_Task instructions_
Quote the passage on EU postal liberalization below word for word, beginning at the words "Germany, the Netherlands, Sweden" and stopping after "yesterday (1 October).".

European postal services have already been substantially liberalised over the past decade. However, incumbents have retained the right to maintain a lucrative monopoly over the delivery of letters in the "reserved area" - those weighing less than 50 grammes - in return for an affordable, five-days-per-week delivery service even to citizens in remote areas.
Germany, the Netherlands, Sweden and the UK have staunchly defended the Commission's liberalisation plans and are seeking to open up new markets for their national operators.
But postal workers across Europe, as well as national operators in France, Belgium, Luxembourg, Italy, Spain, Greece, Poland, Hungary and other new member states say that the timeline proposed by the Commission would destroy public operators, resulting in weaker customer service and large job losses (EurActiv 07/06/07).
With the exception of Luxembourg, EU member states endorsed a Portuguese Presidency compromise during the Transport, Telecommunications and Energy Council in Luxembourg yesterday (1 October).
The deal reflects a first-reading agreement reached by Parliament in July (EurActiv 12/07/07) and includes the following main elements:
Financing provisions for USOs will be decided by member states, who can either fund the service with monies from state coffers or oblige operators to pay into a common fund. The Commission, which reserves the right to scrutinise the financing plans, will be required to help member states to calculate the cost of universal services.
EU Internal Market Commissioner Charlie McCreevy welcomed the deal as a "huge" opportunity for the postal sector, "provided it reinvents itself", he said.
McCreevy has argued that changes in communications technologies and practices "poses a threat for those postal operators that fail to adapt". The "only option is to reform and to adapt, to turn the challenge into an opportunity", he said following the Parliament's vote in July.
Striking a different tone to the generally anti-liberalising views of his President Nicolas Sarkozy, France's state secretary for trade and enterprise Hervé Novelli said that there is "no reason to fear a hike in tariffs". The "rights of consumers are assured" in the deal, he added.
Valeria Fagone of the Free and Fair Post Initiative welcomed the agreement after "a very long and difficult process". But she also expressed the organisation's disappointment over the two-year delay granted to some member states, saying it "sends a negative signal".
PUG, the Postal Users Group, is "relieved that the politicians have finally agreed to fixed dates for full market opening. However, we hope this does not mean that the other advantages provided in the Commission's draft Directive have been watered down by political consideration”, the group said in a statement.
Postal workers unions in a number of member states, such as France and Portugal, oppose the plans and have promised to strike. Rolf Büttner, president of UNI Postal, which represents trade unions in the postal sector, is convinced that liberalisation will lead to thousands of job losses and "worse service" for citizens in remote areas.

_Data entries_
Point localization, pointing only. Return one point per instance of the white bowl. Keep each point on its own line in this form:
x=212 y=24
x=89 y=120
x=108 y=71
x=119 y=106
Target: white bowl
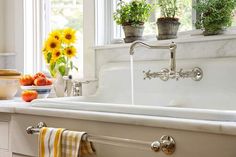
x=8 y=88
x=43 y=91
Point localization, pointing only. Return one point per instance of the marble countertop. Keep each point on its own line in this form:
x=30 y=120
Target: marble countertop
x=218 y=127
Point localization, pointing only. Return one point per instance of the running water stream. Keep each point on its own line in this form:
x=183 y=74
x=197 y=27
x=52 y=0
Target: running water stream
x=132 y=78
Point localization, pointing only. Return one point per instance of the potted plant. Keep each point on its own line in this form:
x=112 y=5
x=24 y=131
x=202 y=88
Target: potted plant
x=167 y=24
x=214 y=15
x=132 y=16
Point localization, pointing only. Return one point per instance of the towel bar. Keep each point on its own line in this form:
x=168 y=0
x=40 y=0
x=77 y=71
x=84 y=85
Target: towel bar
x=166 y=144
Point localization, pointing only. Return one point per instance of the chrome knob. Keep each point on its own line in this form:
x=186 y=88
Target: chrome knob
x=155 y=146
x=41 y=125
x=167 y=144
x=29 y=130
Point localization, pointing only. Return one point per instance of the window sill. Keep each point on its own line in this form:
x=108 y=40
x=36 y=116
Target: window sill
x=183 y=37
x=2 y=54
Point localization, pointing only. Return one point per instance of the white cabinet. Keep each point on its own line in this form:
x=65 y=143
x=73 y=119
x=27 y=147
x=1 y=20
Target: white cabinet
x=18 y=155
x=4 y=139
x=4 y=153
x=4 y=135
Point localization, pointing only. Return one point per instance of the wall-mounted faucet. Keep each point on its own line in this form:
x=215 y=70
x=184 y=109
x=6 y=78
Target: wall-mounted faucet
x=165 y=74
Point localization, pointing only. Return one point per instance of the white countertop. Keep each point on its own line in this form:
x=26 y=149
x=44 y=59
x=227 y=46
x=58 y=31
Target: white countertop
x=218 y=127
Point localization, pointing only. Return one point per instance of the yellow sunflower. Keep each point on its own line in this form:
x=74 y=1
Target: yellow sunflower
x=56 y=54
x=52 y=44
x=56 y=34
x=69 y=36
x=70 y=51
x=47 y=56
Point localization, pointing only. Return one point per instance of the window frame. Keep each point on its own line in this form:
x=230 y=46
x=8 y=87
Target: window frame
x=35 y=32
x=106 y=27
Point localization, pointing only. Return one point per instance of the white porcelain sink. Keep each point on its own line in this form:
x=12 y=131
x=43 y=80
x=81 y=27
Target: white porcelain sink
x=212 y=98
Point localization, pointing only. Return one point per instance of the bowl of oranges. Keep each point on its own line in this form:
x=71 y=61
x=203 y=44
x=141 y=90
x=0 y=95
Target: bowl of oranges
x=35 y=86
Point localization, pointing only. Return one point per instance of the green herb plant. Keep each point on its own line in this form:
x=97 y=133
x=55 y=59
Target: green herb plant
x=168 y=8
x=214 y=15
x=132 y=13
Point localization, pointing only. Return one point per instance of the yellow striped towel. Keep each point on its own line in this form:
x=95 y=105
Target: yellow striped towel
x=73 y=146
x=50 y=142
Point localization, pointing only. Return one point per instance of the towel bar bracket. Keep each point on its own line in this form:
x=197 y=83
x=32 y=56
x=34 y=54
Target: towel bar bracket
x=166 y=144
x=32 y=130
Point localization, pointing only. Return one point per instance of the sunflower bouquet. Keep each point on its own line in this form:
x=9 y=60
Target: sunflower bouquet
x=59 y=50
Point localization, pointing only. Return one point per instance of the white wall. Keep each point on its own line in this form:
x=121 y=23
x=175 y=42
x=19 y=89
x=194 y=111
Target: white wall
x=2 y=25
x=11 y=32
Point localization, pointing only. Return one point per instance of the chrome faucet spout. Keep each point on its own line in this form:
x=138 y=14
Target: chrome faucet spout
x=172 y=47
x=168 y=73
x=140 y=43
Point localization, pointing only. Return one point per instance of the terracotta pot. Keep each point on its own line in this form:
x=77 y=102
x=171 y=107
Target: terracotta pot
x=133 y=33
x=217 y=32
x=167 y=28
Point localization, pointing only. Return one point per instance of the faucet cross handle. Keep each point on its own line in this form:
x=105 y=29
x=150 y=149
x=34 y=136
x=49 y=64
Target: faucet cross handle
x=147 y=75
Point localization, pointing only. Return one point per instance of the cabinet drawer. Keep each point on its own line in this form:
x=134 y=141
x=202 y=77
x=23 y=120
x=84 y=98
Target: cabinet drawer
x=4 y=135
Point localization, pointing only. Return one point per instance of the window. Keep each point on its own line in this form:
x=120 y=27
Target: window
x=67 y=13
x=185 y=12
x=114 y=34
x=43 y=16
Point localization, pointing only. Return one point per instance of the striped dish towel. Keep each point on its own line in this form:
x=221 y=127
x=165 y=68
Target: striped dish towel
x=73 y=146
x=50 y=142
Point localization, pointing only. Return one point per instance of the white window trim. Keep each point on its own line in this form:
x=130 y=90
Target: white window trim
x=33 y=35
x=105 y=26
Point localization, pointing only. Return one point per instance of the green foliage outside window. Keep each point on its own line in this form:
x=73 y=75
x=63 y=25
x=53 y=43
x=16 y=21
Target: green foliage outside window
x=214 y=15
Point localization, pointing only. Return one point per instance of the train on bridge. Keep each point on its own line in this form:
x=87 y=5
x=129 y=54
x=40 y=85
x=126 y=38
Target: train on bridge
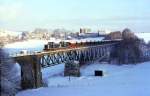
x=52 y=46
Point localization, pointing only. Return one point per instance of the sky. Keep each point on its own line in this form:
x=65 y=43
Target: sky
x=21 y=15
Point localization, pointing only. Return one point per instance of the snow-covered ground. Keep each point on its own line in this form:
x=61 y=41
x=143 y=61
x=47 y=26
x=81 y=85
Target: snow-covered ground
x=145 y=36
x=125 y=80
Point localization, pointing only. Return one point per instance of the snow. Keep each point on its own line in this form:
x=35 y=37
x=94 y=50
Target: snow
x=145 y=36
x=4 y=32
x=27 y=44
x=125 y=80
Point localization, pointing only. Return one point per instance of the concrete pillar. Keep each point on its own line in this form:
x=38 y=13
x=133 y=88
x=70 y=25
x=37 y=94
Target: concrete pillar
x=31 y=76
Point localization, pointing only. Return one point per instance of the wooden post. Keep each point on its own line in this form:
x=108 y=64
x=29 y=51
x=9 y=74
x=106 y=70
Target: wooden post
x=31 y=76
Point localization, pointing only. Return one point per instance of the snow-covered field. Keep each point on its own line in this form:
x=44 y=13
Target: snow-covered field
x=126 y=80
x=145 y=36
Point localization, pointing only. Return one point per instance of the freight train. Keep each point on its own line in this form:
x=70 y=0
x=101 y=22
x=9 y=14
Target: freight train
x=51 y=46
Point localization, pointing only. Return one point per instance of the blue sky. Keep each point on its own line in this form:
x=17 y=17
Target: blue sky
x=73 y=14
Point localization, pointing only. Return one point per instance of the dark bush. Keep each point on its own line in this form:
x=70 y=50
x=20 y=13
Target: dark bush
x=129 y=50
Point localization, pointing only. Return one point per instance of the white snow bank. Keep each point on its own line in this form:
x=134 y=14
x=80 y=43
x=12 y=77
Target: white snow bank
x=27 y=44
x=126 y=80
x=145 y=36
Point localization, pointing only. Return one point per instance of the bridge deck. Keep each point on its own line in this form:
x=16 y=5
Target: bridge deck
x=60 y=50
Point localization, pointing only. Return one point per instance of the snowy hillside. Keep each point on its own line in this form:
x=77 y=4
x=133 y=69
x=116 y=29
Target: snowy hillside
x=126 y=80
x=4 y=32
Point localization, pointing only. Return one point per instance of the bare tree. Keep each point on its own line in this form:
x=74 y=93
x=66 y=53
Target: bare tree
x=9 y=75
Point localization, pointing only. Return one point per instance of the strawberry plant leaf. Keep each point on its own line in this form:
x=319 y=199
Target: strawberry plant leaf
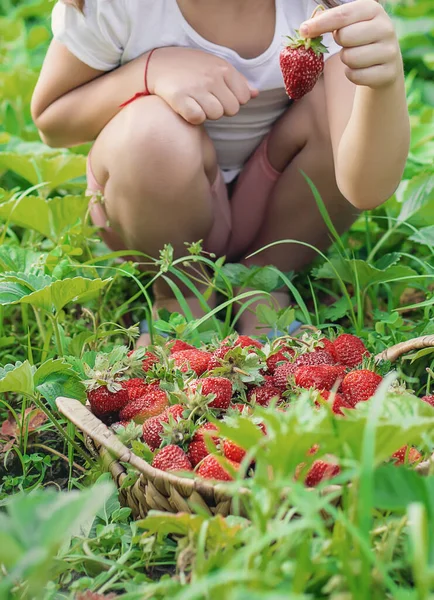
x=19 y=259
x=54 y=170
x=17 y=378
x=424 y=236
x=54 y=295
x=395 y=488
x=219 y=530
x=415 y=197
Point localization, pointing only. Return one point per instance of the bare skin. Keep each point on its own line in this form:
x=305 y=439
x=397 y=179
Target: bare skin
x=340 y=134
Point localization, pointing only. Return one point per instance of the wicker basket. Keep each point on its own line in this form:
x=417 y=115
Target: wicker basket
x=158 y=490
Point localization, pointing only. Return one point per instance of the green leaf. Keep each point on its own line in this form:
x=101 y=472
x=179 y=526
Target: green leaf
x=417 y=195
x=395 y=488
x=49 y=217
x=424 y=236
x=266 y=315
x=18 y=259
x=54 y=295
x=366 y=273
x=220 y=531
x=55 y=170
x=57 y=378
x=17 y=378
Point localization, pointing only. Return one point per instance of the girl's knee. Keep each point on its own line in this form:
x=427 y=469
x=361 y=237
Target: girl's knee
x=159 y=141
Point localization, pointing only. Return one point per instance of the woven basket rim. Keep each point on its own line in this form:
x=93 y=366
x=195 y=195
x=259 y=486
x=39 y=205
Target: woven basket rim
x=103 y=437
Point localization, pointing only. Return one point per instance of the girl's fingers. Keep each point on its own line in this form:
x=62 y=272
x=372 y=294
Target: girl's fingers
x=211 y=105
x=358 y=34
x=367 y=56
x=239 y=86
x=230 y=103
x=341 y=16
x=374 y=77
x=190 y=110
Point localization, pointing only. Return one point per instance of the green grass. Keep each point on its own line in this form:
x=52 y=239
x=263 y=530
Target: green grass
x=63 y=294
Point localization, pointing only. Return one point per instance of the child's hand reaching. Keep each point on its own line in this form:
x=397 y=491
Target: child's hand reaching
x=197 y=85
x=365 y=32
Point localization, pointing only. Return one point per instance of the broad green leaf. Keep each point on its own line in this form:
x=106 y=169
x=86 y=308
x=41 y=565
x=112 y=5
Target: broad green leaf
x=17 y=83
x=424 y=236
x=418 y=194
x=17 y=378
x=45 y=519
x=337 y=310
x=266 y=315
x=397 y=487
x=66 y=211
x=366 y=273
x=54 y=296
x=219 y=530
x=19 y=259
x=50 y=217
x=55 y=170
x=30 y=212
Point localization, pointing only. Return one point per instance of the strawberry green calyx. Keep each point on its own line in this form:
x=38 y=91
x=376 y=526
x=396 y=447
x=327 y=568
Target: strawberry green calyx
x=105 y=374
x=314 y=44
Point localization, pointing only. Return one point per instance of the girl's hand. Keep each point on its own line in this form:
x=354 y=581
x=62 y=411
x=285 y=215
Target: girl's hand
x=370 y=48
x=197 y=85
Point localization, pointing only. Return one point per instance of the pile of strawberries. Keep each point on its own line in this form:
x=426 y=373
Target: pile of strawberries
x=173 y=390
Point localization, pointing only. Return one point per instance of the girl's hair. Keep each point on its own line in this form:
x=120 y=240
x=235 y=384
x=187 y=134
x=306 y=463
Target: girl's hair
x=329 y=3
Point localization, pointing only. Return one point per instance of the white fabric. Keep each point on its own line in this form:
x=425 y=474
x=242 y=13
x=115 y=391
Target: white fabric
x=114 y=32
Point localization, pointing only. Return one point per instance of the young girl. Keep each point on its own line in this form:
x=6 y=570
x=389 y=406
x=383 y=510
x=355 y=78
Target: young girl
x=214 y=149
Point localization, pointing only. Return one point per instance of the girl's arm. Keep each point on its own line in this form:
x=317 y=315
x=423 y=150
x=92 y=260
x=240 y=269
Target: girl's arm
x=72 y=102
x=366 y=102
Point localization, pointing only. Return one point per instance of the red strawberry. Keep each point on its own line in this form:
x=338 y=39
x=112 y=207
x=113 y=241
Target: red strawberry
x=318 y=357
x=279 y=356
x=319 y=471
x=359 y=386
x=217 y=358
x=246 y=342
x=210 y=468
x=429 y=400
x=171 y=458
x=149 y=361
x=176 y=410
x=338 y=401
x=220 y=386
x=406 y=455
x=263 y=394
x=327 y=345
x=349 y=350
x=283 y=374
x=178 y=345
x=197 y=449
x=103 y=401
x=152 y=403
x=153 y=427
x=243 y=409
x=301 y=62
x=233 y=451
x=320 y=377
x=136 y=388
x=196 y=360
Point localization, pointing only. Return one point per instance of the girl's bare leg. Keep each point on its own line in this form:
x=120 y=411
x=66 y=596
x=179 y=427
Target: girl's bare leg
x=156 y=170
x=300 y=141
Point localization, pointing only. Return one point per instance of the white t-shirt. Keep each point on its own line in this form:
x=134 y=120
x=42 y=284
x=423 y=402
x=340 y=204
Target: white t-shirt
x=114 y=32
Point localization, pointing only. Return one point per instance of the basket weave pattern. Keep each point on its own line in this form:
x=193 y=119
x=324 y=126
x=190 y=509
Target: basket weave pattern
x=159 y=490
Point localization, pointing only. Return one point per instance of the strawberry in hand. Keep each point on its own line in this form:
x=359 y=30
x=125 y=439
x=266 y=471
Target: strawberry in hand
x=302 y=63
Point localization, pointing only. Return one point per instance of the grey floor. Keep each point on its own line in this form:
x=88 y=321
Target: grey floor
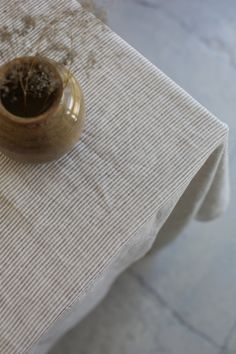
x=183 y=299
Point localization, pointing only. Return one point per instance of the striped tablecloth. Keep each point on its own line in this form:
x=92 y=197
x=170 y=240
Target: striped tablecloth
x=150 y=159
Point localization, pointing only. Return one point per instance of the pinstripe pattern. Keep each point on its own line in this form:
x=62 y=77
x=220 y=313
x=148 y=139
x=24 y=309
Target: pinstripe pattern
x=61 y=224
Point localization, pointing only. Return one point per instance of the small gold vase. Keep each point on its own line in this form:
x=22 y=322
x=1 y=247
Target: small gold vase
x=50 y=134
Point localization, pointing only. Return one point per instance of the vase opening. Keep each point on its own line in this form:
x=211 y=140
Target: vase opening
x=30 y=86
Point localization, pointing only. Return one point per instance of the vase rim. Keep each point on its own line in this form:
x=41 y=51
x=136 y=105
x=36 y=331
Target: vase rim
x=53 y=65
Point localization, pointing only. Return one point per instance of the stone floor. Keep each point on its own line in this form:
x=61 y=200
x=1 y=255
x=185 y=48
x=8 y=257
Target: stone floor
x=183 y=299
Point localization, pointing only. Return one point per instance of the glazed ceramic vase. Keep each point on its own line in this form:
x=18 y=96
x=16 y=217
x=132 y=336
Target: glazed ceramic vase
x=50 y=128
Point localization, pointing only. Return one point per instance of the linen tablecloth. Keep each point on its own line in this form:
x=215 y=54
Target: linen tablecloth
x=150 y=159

_Full output_
Germany, the Netherlands, Sweden and the UK have staunchly defended the Commission's liberalisation plans and are seeking to open up new markets for their national operators.
But postal workers across Europe, as well as national operators in France, Belgium, Luxembourg, Italy, Spain, Greece, Poland, Hungary and other new member states say that the timeline proposed by the Commission would destroy public operators, resulting in weaker customer service and large job losses (EurActiv 07/06/07).
With the exception of Luxembourg, EU member states endorsed a Portuguese Presidency compromise during the Transport, Telecommunications and Energy Council in Luxembourg yesterday (1 October).